## Task objective
Count the lines of the material below that contain the string "white", treating uppercase and lowercase as different. Reply with the number only.

## Extracted entries
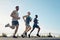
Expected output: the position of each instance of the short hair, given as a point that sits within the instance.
(17, 7)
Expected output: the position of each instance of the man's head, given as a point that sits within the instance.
(29, 13)
(17, 8)
(36, 16)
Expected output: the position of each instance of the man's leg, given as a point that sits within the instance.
(38, 32)
(15, 30)
(31, 32)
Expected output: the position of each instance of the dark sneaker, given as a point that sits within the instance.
(29, 35)
(22, 36)
(14, 36)
(25, 34)
(7, 25)
(38, 35)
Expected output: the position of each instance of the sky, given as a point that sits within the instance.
(48, 12)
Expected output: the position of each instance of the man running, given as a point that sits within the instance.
(15, 23)
(27, 20)
(35, 26)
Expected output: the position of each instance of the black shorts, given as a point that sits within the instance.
(35, 26)
(15, 23)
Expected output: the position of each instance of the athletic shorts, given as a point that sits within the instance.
(27, 24)
(35, 26)
(15, 23)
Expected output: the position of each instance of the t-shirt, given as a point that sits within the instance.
(28, 19)
(16, 13)
(35, 21)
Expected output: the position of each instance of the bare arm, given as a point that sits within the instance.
(24, 16)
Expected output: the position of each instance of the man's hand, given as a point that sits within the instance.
(18, 18)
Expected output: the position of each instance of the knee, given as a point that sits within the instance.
(38, 28)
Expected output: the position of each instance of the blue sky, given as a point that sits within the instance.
(47, 10)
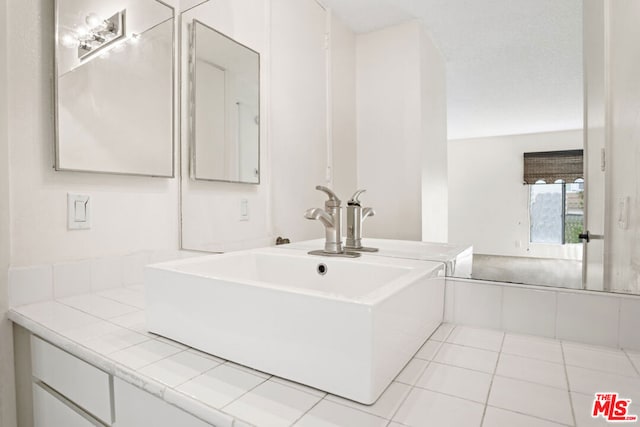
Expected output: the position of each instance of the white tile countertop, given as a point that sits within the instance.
(462, 376)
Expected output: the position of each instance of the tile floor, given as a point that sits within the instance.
(462, 376)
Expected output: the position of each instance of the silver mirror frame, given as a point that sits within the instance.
(192, 106)
(174, 99)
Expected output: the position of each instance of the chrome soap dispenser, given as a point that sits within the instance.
(356, 215)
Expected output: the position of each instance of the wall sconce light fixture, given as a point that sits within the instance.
(97, 35)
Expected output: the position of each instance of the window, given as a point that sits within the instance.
(556, 212)
(556, 195)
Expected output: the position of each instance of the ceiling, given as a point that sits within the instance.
(513, 66)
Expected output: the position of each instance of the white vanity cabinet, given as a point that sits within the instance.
(66, 387)
(136, 408)
(69, 392)
(51, 410)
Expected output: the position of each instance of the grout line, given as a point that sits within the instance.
(566, 374)
(637, 368)
(355, 408)
(493, 376)
(307, 411)
(531, 416)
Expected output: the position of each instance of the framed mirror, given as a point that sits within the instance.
(225, 121)
(114, 87)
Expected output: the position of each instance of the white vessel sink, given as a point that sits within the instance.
(459, 259)
(348, 331)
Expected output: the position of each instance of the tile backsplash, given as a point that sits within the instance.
(28, 285)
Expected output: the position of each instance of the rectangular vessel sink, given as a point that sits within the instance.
(346, 326)
(458, 259)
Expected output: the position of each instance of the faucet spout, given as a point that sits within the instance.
(320, 215)
(367, 212)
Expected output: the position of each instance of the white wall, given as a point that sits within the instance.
(488, 204)
(211, 210)
(396, 135)
(343, 109)
(129, 213)
(624, 150)
(7, 391)
(594, 36)
(298, 125)
(435, 188)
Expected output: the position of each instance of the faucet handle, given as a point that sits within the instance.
(333, 201)
(354, 199)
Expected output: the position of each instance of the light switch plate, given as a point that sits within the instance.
(78, 211)
(244, 210)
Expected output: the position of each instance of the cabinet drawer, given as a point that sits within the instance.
(137, 408)
(49, 411)
(85, 385)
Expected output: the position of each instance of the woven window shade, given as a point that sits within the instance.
(550, 166)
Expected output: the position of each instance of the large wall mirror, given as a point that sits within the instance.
(114, 83)
(225, 121)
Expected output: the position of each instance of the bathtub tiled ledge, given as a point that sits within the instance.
(461, 376)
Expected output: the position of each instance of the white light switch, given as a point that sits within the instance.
(244, 210)
(78, 211)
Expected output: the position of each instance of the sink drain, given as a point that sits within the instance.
(322, 269)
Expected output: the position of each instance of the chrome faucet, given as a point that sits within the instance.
(331, 218)
(355, 217)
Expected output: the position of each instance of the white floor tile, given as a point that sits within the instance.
(220, 386)
(385, 406)
(600, 359)
(143, 354)
(460, 382)
(496, 417)
(534, 370)
(97, 306)
(428, 350)
(272, 405)
(329, 414)
(427, 408)
(299, 386)
(582, 407)
(442, 332)
(412, 371)
(534, 347)
(531, 399)
(179, 368)
(589, 382)
(479, 338)
(467, 357)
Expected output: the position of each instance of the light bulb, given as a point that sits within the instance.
(82, 31)
(94, 21)
(69, 41)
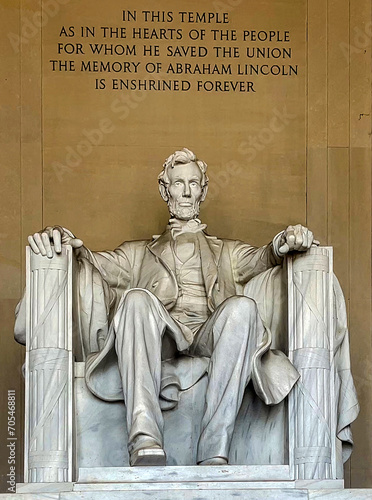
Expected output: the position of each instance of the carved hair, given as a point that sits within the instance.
(177, 158)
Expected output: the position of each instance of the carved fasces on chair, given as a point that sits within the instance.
(312, 430)
(49, 365)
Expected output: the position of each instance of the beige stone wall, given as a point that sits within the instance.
(295, 150)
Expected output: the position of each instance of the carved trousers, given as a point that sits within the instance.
(230, 337)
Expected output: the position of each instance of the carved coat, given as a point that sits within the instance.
(227, 266)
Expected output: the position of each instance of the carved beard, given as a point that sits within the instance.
(183, 213)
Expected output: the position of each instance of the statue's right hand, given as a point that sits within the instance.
(42, 241)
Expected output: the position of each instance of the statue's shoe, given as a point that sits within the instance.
(154, 456)
(214, 461)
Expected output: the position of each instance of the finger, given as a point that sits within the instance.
(39, 243)
(76, 243)
(46, 241)
(57, 241)
(305, 239)
(33, 245)
(310, 238)
(290, 237)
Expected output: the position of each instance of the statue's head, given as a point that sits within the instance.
(183, 184)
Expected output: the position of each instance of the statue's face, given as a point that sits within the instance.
(185, 191)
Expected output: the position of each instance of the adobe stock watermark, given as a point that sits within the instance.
(257, 143)
(121, 107)
(360, 39)
(31, 25)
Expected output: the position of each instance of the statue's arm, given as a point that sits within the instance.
(114, 266)
(249, 261)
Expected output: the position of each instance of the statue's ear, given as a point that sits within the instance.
(204, 194)
(163, 191)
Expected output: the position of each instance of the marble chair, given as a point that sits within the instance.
(69, 432)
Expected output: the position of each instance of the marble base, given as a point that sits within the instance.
(188, 483)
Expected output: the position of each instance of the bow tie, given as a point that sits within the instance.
(178, 227)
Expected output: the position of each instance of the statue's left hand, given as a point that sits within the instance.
(296, 238)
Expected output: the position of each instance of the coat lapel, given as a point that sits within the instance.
(210, 251)
(161, 248)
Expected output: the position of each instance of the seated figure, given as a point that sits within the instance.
(160, 314)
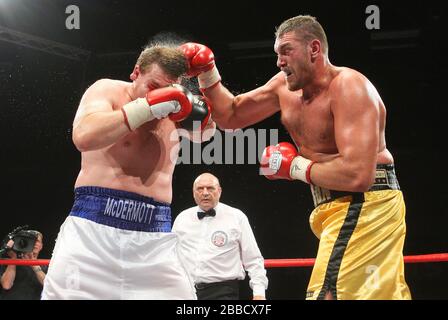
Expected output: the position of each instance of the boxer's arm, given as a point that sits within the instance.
(232, 112)
(356, 124)
(8, 277)
(199, 136)
(96, 124)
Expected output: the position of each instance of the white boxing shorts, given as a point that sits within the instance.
(116, 245)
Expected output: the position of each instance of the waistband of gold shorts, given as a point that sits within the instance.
(385, 179)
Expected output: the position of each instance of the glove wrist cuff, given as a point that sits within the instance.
(136, 113)
(209, 78)
(301, 169)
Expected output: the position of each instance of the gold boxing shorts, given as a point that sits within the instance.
(360, 253)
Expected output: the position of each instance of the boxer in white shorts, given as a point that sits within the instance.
(117, 242)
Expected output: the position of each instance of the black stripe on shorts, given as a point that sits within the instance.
(334, 264)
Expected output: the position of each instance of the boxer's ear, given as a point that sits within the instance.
(135, 73)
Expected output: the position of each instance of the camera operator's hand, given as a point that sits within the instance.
(11, 253)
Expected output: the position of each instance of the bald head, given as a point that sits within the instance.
(206, 191)
(206, 177)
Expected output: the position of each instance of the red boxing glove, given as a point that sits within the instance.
(174, 101)
(284, 162)
(200, 114)
(201, 62)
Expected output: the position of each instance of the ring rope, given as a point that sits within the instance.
(268, 263)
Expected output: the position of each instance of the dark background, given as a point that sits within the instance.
(40, 90)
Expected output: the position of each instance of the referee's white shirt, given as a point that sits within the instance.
(220, 248)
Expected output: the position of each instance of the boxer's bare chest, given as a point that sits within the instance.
(310, 123)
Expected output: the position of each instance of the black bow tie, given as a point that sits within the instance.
(202, 214)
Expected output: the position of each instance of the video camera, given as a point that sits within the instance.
(24, 240)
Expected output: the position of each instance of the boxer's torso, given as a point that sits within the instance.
(311, 124)
(140, 162)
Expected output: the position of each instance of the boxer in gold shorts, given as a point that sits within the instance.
(337, 120)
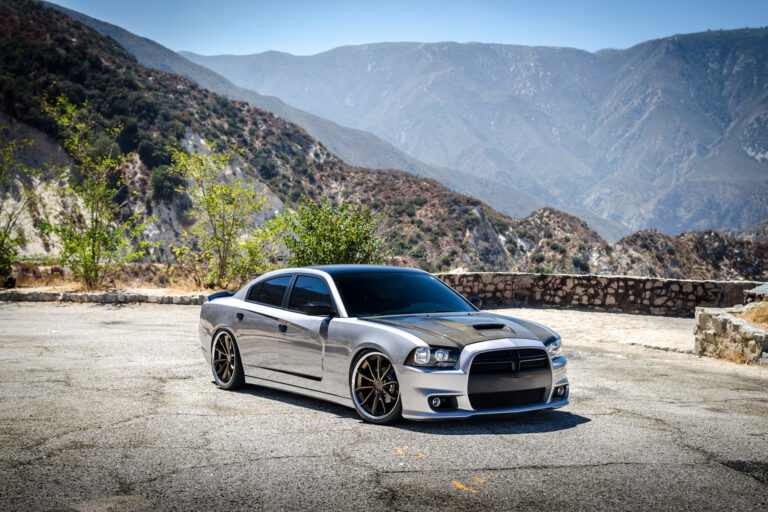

## The answer
9